• TRECHO DO DOCUMENTO:
##########
E se há algo de que tanto os EUA quanto qualquer outro país
do mundo necessitam acima de tudo são empresas lucrativas.
Conclusão
Fabricar produtos nacionalmente não é algo inerentemente bom
ou ruim. Há vantagens e desvantagens em se produzir no exterior. O melhor
indicador sobre onde um determinado produto deve ser produzido deve estar a
cargo da análise econômica feita pela própria empresa interessada. Dependendo
de cada situação, pode ser mais vantajoso fabricar no próprio país ou fabricar
tudo no exterior.
Porém, quando tarifas de importação são aplicadas pelo
governo, isso distorce todos os sinais enviados pelo sistema de preços,
afetando inteiramente o comércio.
No final, o raciocínio é: se empresas americanas decidirem
permanecer nos EUA porque esperam redução de impostos e desregulamentação, isso
é bom. Se decidirem ficar porque esperam protecionismo, isso é ruim.
A Ford claramente queria construir no México. Voltou atrás
porque foi ameaçada pelo futuro governo. Isso não é decisão de mercado, mas sim
imposição política.
##########
(Linhas de apontamento de objetos nomeados)
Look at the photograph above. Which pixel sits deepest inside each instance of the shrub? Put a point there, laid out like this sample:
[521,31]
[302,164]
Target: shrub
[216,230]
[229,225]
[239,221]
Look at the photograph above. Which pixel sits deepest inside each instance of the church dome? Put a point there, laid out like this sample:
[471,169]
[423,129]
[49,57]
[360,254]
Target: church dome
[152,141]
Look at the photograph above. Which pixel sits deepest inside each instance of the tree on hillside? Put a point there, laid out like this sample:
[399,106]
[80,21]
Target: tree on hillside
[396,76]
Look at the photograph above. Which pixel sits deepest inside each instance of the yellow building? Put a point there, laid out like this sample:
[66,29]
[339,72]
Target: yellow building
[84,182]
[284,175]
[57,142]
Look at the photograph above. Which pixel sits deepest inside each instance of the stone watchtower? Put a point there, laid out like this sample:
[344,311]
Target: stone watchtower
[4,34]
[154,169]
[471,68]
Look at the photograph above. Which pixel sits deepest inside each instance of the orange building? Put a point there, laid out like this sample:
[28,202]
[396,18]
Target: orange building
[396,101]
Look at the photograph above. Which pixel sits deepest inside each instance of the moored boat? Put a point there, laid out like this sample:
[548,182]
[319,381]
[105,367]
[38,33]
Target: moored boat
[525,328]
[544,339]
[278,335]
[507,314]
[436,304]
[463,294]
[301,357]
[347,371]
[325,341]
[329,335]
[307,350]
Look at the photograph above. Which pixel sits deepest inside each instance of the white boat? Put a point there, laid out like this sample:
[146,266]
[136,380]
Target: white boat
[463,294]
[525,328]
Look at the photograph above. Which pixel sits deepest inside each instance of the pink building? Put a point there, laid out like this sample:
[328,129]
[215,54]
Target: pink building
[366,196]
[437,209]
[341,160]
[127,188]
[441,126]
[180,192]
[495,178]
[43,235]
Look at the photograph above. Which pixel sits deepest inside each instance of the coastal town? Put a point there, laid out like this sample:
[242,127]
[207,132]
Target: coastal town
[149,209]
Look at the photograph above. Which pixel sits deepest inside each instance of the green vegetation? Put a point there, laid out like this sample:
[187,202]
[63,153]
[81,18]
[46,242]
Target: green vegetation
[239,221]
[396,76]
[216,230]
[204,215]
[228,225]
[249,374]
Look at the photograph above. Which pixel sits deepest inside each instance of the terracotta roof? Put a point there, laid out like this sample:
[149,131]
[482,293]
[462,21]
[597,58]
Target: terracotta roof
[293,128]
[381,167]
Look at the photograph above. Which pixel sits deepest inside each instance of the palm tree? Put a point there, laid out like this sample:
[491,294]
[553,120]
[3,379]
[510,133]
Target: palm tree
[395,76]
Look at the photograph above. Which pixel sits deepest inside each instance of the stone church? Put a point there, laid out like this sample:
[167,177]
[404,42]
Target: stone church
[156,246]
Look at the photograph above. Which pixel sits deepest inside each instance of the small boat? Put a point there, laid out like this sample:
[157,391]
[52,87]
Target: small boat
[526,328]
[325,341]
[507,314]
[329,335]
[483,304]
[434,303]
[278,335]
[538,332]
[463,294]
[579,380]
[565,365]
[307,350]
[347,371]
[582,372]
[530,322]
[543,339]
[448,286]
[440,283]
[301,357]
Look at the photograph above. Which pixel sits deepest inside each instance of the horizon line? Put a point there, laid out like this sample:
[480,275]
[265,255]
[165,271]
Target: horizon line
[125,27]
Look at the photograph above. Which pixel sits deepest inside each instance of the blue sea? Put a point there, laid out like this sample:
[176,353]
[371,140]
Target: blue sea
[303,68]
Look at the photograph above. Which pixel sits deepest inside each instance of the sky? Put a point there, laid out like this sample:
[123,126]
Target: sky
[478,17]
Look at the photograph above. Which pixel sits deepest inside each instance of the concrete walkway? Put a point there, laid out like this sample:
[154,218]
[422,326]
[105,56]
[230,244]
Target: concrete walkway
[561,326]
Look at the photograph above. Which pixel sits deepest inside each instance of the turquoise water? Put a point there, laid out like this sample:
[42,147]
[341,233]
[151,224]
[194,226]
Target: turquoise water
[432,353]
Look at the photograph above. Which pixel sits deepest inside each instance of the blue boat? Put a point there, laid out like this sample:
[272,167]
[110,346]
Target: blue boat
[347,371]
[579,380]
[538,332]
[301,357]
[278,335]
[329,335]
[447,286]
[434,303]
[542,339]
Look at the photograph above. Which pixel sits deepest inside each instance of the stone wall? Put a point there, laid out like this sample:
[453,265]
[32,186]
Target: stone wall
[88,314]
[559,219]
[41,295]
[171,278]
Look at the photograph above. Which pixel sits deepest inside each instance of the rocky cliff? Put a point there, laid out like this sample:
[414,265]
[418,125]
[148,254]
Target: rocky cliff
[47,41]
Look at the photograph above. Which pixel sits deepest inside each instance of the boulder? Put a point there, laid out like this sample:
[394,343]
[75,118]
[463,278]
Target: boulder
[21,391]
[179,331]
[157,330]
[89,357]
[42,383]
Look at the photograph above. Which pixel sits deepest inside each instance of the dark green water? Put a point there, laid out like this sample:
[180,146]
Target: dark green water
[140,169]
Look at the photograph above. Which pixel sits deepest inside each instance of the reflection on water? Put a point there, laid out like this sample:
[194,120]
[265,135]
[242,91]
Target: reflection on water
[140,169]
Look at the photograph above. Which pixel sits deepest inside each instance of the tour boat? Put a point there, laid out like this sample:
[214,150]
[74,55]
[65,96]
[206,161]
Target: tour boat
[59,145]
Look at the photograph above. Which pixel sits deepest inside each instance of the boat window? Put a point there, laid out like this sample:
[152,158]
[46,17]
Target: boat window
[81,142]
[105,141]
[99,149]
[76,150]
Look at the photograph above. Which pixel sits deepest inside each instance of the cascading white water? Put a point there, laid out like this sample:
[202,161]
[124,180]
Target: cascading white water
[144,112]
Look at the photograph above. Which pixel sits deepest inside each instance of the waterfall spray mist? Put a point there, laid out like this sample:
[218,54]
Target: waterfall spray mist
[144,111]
##########
• ENUNCIADO:
Indique se cada afirmação abaixo está de acordo com o trecho sobre fabricar no país ou no exterior, respondendo sim ou não e citando literalmente as palavras do trecho que decidem.
1. Fabricar produtos nacionalmente é algo inerentemente bom.
2. A Ford queria construir no México.
3. Tarifas de importação aplicadas pelo governo distorcem os sinais do sistema de preços.
Baseie-se somente no trecho.

• RESPOSTA:
1. Não: "Fabricar produtos nacionalmente não é algo inerentemente bom ou ruim."
2. Sim: "A Ford claramente queria construir no México."
3. Sim: "isso distorce todos os sinais enviados pelo sistema de preços"